### TAREFA A CUMPRIR
Que trecho do texto sobre as vaquitas começa em "Restam menos de" e termina em "credit: Omar Vidal."? Reproduza-o sem nenhuma alteração.

### TRECHO PARA LEITURA

Restam menos de 100 vaquitas no mundo; agentes mexicanos atiram em pescador durante fiscalização de nova área de proteção


A fisherman hauls up a critically endangered vaquita porpoise accidentally entangled in his net in 2008. Entanglement in fishing gear threatens the species with extinction. Photo credit: Omar Vidal. 
Um pescador iça uma vaquita, espécie criticamente ameaçada, que ficou presa acidentalmente em sua rede em 2008. O emaranhamento em equipamentos de pesca ameaça a espécie de extinção. Foto: Omar Vidal.



Com menos de cem indivíduos vivos e em rápido declínio, a vaquita, ou toninha-do-golfo, está a um passo da extinção. Em abril, alertado por cientistas de que a população de vaquitas havia recentemente sofrido seu maior declínio, o governo mexicano anunciou uma proibição emergencial de dois anos à pesca com rede de emalhar no principal habitat das vaquitas, a porção superior do Golfo da Califórnia. A louca corrida pela pesca de outra espécie criticamente ameaçada, a totoaba, está por trás da queda drástica no número de vaquitas.

(Registros de uma fonte de dados)
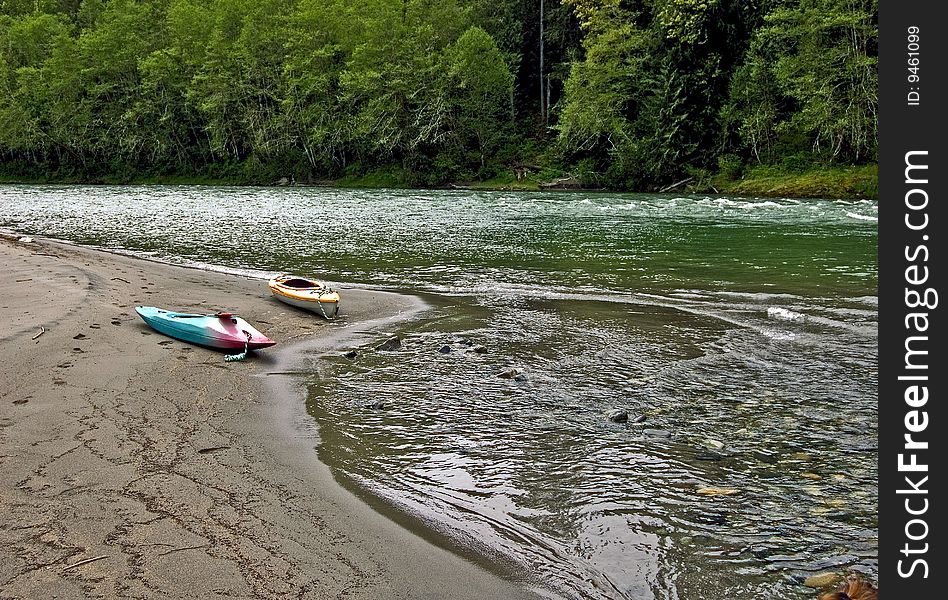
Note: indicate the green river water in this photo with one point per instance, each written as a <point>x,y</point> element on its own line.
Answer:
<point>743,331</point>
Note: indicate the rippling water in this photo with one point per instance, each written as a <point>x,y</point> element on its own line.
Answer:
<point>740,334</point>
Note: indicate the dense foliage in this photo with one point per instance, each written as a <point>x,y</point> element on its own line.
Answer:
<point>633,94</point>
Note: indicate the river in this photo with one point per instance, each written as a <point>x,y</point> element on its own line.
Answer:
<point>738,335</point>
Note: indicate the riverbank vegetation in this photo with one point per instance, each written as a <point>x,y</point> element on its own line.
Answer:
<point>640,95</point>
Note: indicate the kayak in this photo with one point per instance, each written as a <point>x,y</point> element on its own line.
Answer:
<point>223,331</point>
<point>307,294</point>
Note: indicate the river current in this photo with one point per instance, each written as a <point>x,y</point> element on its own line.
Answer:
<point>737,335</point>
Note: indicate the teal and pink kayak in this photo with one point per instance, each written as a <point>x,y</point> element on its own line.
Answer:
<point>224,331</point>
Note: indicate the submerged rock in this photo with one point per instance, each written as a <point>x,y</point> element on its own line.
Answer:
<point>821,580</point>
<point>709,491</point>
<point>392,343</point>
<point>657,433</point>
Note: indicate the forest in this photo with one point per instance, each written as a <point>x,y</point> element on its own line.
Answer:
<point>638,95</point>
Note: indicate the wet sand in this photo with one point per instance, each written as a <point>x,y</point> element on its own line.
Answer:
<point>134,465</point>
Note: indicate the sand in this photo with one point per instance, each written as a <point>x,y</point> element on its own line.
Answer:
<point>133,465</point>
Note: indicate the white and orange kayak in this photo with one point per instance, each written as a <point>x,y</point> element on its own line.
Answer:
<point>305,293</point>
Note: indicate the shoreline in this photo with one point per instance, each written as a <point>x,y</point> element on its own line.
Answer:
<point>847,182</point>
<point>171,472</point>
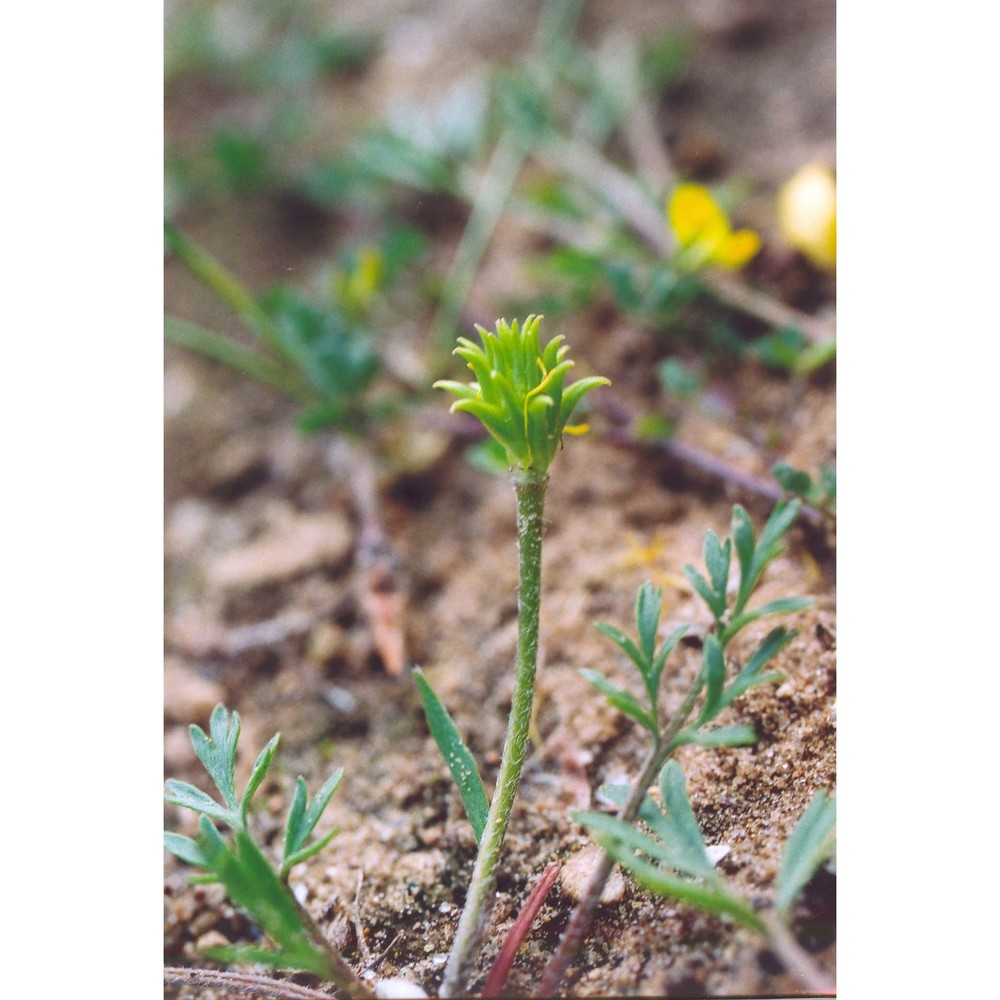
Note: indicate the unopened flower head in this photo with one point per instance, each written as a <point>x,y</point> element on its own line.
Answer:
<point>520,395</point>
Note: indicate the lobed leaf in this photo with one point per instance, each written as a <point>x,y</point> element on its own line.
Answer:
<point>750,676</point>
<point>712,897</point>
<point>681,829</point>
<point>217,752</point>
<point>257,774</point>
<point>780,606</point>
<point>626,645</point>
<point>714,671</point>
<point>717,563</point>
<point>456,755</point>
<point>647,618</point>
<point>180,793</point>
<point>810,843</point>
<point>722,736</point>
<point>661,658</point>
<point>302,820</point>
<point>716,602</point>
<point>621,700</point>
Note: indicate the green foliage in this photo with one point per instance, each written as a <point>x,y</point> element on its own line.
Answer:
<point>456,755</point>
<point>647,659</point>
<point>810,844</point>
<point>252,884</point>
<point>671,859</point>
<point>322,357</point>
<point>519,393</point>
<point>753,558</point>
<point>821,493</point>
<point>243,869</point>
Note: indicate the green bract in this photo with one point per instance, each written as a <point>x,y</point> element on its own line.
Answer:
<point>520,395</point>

--

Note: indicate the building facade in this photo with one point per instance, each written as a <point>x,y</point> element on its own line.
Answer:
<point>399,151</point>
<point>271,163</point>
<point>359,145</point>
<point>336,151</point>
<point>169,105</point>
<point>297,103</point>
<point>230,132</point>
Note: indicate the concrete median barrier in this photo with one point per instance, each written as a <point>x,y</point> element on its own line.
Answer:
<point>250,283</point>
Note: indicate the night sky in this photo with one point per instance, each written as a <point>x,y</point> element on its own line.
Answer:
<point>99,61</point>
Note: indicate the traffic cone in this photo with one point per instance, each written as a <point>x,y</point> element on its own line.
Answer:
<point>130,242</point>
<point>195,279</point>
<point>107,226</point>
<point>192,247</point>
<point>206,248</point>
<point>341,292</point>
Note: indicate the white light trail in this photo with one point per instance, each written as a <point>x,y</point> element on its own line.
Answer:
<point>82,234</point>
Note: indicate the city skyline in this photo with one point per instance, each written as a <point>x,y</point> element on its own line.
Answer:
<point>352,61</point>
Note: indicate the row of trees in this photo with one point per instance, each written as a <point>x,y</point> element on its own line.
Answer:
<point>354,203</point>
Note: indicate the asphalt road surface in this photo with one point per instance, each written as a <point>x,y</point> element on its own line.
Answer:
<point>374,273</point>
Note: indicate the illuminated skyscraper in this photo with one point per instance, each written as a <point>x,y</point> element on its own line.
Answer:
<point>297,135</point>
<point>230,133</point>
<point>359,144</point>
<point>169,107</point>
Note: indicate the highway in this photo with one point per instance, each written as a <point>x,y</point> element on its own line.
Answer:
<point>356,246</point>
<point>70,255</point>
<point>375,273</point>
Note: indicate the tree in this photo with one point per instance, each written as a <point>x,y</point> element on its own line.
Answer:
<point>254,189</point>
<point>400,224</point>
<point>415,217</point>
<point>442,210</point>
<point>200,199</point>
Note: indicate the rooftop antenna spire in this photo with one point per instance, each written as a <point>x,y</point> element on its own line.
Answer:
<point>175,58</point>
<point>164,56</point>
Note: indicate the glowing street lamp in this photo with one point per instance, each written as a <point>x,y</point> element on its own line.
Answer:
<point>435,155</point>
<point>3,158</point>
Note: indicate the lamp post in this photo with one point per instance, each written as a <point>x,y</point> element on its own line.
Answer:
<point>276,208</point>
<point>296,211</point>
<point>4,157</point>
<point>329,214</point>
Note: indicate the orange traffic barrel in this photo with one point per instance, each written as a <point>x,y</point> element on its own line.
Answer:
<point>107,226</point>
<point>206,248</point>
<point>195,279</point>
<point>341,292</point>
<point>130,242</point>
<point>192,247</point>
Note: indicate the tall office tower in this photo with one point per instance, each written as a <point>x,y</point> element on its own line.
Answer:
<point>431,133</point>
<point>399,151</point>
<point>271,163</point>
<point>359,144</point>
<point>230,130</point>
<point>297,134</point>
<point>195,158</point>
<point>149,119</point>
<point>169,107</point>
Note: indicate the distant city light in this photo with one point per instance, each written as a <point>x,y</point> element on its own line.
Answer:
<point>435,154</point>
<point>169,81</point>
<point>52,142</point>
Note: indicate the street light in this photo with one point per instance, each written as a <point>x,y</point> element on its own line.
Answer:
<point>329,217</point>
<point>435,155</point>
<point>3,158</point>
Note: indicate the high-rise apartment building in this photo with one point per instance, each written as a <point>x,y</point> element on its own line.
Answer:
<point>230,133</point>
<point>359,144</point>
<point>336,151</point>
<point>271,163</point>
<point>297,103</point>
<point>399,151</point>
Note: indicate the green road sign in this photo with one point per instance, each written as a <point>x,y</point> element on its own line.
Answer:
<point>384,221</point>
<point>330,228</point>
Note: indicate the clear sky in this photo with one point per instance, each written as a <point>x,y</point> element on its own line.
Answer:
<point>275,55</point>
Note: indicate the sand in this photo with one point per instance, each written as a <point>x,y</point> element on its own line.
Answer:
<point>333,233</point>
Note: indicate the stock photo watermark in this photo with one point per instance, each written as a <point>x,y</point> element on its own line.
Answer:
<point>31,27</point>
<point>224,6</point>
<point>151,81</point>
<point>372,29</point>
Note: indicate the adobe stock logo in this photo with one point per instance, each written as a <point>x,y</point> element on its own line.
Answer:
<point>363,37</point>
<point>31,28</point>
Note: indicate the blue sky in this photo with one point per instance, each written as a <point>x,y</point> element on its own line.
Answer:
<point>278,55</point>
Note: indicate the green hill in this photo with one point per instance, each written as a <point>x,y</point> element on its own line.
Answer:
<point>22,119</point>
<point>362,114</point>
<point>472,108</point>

==

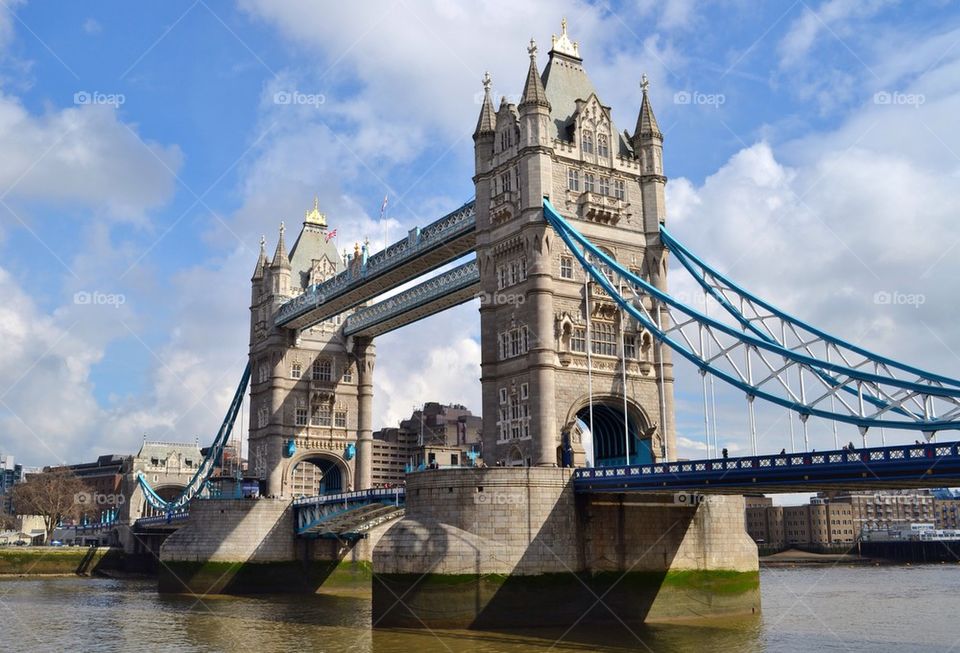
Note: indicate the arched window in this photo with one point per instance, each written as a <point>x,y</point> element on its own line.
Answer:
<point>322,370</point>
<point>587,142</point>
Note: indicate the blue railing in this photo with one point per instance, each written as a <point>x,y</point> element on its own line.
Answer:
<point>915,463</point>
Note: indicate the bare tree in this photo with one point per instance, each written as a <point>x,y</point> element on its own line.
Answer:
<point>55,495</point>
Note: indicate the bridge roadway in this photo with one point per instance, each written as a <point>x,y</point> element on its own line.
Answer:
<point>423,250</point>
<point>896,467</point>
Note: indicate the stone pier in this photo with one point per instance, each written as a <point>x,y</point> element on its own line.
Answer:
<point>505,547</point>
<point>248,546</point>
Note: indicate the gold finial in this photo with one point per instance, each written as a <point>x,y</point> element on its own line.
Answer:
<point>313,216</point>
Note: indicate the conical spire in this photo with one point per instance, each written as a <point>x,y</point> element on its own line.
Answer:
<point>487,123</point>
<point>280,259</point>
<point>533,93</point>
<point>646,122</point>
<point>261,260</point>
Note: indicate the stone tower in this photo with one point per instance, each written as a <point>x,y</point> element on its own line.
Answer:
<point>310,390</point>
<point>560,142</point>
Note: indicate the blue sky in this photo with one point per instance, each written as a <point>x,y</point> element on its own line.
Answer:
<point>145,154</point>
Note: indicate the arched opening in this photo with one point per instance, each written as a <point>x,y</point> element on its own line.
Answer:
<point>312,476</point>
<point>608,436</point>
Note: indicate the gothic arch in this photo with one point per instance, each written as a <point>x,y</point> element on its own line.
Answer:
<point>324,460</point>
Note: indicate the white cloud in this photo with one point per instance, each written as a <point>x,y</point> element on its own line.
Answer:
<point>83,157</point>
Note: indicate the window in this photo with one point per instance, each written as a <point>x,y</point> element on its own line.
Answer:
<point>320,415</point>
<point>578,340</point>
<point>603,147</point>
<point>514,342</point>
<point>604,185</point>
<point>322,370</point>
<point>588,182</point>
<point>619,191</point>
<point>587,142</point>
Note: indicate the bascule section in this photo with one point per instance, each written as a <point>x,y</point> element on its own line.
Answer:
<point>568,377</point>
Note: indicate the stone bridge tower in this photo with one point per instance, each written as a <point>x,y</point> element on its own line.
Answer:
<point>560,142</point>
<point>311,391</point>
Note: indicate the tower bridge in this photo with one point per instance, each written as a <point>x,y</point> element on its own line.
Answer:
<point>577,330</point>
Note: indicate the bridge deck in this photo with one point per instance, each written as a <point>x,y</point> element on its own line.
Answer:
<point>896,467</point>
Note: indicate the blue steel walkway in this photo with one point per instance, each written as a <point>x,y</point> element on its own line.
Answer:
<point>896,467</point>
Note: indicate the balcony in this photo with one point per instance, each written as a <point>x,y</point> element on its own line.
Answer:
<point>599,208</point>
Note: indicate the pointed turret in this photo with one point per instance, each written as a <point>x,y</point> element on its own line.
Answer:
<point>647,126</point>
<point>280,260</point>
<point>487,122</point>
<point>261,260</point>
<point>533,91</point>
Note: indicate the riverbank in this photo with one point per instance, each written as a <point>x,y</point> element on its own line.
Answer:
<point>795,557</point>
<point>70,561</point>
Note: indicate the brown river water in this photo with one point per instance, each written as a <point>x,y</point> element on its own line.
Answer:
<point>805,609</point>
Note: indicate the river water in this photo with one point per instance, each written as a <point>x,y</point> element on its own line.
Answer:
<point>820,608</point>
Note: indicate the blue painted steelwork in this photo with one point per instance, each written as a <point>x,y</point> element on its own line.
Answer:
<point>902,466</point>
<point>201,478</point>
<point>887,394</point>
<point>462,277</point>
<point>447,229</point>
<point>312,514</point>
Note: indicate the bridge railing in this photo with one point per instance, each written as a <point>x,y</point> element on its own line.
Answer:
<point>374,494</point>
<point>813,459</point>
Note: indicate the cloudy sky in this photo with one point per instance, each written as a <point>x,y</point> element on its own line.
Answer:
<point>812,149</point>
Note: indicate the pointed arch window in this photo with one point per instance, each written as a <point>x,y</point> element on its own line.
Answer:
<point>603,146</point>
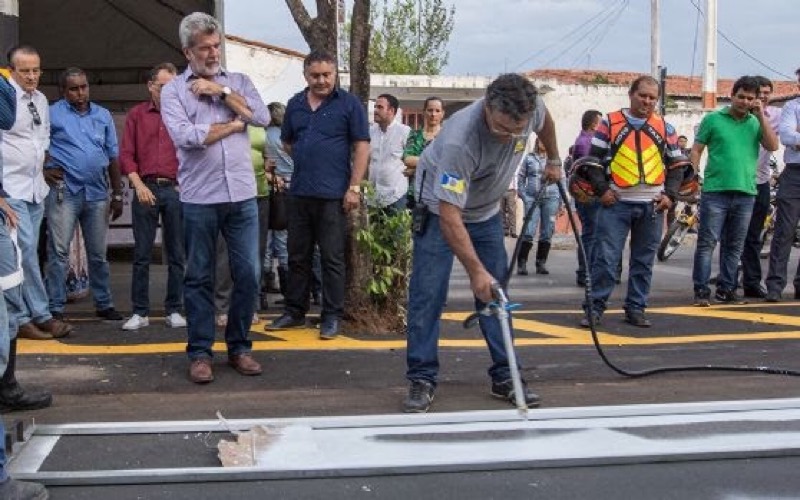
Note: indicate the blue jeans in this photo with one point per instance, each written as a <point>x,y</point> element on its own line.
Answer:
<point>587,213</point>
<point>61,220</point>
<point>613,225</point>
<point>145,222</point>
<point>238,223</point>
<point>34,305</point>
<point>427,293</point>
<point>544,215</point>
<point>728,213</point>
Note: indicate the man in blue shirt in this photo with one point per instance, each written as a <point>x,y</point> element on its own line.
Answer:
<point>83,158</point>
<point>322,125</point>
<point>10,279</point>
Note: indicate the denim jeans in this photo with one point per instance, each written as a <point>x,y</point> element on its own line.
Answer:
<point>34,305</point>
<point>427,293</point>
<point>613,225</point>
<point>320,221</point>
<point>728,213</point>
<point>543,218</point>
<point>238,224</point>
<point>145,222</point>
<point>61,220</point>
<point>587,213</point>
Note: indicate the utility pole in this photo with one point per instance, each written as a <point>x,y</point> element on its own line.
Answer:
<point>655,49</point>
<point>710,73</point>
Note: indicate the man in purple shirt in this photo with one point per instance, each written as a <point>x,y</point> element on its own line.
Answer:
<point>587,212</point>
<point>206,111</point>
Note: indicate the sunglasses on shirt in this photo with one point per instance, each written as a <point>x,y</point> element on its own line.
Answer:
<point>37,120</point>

### RESULTADO
Restam menos de 100 vaquitas no mundo; agentes mexicanos atiram em pescador durante fiscalização de nova área de proteção


A fisherman hauls up a critically endangered vaquita porpoise accidentally entangled in his net in 2008. Entanglement in fishing gear threatens the species with extinction. Photo credit: Omar Vidal.